◆ **Text provided**
**********
You must be joking !:shock:


----------



## XxXequinegrlXxX (May 24, 2008)

i agree with what everyone else has said and i really appreciate how you have such an open mind about this horse!  
i would say keep looking
and im sorry he may not work out! (hugs)


----------



## JustDressageIt (Oct 4, 2007)

Awe Blu, I'm so sorry that this horse looks lame... other than the movement, this is the kind of horse I had pictured for you - very pretty and very broke - a packer that you'd be able to work with and build your confidence.
The horse looks very stiff even when in-hand, however a rider can make a horse look sore if they are too restricting through their own bodies.
The horse definitely "wings" with its front left, and it looks to be coming from the shoulder instead of just being a slight fault. 
Very stiff movement - absolutely no "go" in sight - now, again, a rider can make a horse look more sore than it is... if the owner is willing to pay for your vet check, then by all means get the vet check done, as long as you pick the vet... but I'm pretty sure the vet will come back with exactly what everyone here has said - he's most likely lame. Do not pay for the vet check yourselves, I'm 90% sure this horse is lame, but it's worth a check if you can get the owners to pay for it, and you use the vet of your choice.

As for the price, I've said it once, I'll say it again - a horse is only worth what someone is willing to pay for it. A LOT of people have been duped (hehe - sorry, that's part of my gelding's reg'd name) by sellers saying "well, this horse is worth $20,000! But I like you... I'll sell him to you for $3000." 9 times out of 10, the seller has tried selling the horse for said $20k, but can't get it... in fact, they've dropped the price so much, they're considering an offer that is a fraction of the initial asking price. So don't let that get you - I know you're a smart cookie though!! Denny, my OTTB, was sold as a yearling for around $30,000 - I know I overpaid for him as a 7 year old for $2500... just to give you perspective.

Hun, you'll find the right horse for you, sorry it's such a PITA. 

By the way, you handled the news very well, I'm proud of you


----------



## BluMagic (Sep 23, 2007)

Awww! Thanks JDI. You always know what to say and how to say it!!
**********
Stored dataset items:
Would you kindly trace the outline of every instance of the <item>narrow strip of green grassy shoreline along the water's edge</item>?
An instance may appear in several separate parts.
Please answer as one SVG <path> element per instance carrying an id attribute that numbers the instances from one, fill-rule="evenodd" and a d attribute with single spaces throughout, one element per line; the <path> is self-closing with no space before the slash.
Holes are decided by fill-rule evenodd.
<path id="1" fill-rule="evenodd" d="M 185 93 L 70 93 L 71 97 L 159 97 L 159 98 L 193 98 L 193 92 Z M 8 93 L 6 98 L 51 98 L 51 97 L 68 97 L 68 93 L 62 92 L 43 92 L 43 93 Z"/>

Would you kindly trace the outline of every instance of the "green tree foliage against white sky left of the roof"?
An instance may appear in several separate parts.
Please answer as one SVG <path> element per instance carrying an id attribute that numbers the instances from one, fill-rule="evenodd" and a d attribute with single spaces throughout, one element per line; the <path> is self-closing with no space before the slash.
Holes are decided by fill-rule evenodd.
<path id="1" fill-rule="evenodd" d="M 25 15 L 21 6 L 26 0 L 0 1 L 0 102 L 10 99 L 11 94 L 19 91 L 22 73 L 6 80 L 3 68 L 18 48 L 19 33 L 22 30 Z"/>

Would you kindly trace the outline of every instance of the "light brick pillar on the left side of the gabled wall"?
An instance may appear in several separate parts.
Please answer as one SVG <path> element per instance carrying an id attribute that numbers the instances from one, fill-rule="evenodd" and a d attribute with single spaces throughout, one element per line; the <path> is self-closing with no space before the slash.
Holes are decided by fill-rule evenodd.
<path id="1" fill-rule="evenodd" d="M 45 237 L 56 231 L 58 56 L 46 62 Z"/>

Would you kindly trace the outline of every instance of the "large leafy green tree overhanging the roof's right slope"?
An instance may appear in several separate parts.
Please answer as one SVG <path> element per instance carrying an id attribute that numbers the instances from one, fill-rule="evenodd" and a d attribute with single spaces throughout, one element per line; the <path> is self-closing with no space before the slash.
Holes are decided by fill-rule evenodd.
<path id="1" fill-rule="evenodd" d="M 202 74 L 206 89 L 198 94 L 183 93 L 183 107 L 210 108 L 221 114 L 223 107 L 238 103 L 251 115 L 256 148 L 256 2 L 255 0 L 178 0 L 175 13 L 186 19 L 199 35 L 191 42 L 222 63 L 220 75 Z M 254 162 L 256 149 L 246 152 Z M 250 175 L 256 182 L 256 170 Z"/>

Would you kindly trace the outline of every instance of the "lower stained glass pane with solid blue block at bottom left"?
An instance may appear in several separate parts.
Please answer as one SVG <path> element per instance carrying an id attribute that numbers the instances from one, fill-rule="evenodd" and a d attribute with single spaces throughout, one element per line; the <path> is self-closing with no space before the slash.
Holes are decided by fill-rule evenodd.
**********
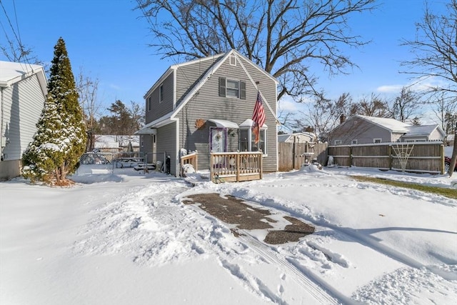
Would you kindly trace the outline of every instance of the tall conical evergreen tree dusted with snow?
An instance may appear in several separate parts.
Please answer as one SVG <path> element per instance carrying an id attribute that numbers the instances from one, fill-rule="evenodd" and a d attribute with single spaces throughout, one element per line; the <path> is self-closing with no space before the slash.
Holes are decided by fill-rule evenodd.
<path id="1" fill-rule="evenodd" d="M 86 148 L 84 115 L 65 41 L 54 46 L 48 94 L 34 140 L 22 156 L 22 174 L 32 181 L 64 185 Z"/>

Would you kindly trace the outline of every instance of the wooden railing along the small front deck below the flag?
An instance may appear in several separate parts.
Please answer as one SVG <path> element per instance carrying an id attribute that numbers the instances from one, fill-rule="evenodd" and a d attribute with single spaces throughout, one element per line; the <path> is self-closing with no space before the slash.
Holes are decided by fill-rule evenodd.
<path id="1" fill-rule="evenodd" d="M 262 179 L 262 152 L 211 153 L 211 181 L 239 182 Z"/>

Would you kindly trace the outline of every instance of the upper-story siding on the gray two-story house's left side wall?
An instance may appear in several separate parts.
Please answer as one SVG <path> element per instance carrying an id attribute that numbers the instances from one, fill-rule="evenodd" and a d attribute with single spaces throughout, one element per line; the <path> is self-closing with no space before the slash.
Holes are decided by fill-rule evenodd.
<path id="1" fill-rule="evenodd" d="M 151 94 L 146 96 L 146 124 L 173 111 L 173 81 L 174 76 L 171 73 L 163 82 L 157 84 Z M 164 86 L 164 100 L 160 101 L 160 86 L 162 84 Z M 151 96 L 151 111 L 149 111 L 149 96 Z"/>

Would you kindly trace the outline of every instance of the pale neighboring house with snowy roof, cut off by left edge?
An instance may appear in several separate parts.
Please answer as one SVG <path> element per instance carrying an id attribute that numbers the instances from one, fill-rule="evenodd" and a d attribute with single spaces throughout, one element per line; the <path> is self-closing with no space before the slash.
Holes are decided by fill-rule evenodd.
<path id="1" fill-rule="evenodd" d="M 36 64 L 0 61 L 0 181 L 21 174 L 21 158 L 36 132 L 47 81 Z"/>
**********
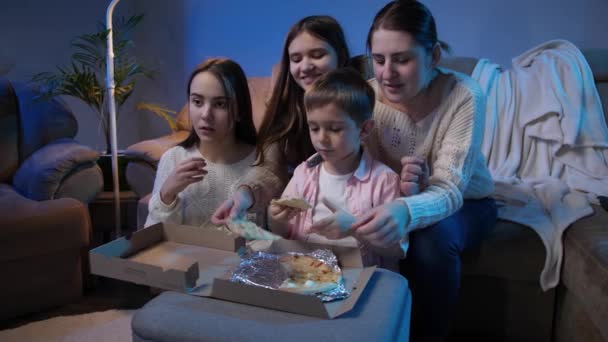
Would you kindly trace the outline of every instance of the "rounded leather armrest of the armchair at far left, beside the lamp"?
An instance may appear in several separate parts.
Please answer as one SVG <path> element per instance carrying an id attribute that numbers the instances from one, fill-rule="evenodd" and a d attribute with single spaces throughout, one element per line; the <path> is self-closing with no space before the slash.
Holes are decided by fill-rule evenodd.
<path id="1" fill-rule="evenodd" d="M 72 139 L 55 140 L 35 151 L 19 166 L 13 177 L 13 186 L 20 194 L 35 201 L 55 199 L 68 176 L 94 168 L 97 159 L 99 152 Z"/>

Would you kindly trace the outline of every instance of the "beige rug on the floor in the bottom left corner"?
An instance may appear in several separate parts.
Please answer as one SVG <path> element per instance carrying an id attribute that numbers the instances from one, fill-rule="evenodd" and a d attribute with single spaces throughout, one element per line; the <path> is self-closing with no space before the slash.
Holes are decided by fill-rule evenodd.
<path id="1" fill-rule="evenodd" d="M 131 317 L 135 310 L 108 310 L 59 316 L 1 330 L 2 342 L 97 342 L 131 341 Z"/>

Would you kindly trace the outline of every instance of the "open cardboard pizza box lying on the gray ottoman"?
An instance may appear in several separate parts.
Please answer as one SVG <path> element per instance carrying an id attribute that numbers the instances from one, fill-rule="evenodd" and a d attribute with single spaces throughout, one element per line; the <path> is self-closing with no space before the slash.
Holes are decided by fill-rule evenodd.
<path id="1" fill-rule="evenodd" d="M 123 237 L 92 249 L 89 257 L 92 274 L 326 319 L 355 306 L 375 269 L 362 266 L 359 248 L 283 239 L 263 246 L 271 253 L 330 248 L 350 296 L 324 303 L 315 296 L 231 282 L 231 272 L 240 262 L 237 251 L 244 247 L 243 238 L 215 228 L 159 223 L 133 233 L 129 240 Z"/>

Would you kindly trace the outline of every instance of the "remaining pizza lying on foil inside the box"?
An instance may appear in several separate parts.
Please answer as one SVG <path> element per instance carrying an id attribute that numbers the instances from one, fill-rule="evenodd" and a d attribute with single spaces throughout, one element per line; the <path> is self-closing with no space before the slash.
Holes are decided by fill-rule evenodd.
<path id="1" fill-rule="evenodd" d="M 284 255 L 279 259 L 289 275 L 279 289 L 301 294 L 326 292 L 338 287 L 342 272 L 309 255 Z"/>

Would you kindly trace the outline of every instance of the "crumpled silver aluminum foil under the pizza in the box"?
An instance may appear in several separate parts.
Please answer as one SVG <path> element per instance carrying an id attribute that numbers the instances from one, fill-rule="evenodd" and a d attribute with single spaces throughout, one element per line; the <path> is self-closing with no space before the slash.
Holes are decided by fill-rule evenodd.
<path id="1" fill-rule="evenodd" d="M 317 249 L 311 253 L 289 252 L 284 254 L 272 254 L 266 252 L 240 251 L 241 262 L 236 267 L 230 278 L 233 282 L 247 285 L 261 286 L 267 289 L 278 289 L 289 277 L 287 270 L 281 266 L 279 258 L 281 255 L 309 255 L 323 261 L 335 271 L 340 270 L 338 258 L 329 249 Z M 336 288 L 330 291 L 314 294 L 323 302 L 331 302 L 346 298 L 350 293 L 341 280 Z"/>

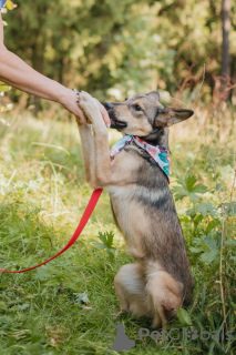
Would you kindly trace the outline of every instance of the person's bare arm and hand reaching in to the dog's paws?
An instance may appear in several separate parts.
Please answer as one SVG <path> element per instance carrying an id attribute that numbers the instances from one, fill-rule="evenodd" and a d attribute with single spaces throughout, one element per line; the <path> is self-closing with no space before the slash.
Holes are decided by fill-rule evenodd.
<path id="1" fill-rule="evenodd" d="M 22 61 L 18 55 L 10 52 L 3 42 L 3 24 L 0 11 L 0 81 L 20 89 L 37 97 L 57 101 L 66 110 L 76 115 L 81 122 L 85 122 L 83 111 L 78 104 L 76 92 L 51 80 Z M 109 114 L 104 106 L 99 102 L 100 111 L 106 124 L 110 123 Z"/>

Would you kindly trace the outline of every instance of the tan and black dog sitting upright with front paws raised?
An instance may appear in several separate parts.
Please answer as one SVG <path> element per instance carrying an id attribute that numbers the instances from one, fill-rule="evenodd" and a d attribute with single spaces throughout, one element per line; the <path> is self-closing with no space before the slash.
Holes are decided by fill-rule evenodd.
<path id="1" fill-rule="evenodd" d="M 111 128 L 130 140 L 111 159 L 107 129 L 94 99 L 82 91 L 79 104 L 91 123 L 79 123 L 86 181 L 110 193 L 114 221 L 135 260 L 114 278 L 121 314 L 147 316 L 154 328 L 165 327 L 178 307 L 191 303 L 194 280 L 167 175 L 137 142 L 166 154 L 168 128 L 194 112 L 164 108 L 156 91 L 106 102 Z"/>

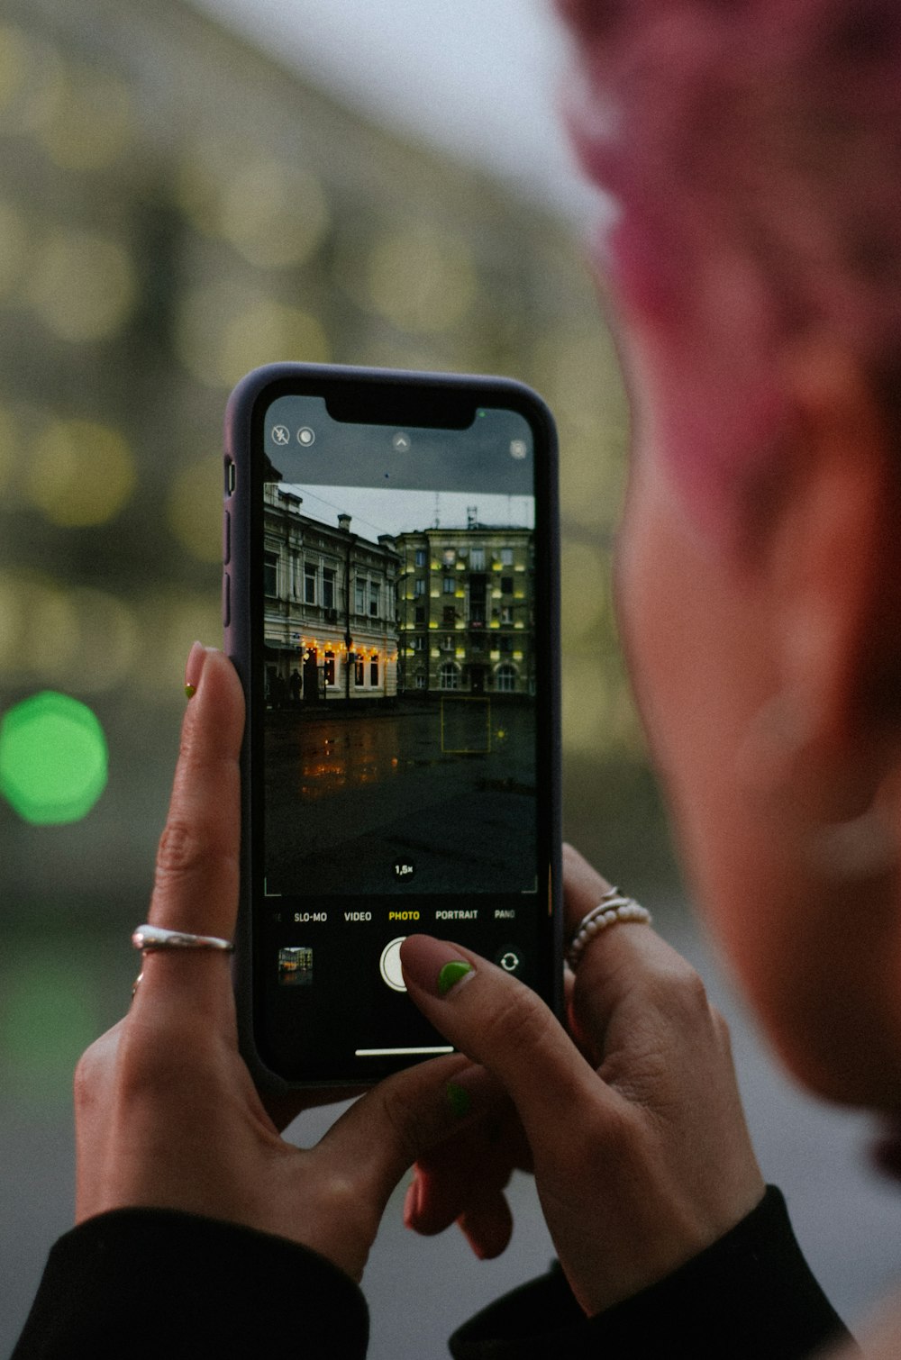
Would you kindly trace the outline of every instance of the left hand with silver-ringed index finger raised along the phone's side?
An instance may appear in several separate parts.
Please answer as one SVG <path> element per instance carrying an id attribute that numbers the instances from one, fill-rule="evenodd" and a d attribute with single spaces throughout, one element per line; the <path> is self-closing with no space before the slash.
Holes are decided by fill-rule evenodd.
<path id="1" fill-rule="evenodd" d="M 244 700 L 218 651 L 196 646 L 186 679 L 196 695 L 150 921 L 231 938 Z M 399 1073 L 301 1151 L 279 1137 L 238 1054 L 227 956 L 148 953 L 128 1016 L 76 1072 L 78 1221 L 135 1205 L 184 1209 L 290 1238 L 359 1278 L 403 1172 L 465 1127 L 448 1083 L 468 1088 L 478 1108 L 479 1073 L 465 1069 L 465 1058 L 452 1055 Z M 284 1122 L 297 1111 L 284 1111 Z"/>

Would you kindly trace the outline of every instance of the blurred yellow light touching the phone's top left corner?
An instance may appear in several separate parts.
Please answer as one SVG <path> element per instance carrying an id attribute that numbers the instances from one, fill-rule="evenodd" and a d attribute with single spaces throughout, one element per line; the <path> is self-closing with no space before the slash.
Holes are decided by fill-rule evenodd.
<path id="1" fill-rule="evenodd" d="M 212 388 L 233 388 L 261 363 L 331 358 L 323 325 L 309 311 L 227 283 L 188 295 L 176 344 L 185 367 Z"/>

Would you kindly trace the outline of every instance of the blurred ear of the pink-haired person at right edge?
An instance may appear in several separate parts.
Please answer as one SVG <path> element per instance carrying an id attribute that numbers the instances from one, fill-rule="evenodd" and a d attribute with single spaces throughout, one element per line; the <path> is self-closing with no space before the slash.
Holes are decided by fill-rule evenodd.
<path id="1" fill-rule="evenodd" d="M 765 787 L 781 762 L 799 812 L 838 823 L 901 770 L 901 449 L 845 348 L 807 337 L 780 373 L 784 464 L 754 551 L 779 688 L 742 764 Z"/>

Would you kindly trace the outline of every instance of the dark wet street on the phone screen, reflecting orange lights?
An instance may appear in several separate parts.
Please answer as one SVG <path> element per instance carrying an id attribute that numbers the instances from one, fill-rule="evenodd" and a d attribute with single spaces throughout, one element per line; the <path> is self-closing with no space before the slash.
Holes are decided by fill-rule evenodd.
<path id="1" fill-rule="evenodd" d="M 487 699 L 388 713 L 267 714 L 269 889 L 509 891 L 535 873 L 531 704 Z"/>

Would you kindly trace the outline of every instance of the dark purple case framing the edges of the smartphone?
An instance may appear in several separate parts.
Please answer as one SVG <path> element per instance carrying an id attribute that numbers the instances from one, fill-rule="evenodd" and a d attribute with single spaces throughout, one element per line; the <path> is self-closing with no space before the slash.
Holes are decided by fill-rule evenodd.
**********
◆ **Task**
Could you shorten the paragraph in the forum thread that begins "As for the price, I've said it once" while keeping its main facts? Nothing in the listing is needed here.

◆ **Problem solution**
A horse is worth only what someone will pay for it. Many buyers are fooled by sellers who claim a horse is worth $20,000 but offer it for $3,000. Usually the seller couldn't get the $20,000 and has cut the price to a fraction of the original ask, so don't fall for that. For perspective, Denny, an OTTB, sold for about $30,000 as a yearling, yet the writer feels $2,500 for him at age 7 was overpaying.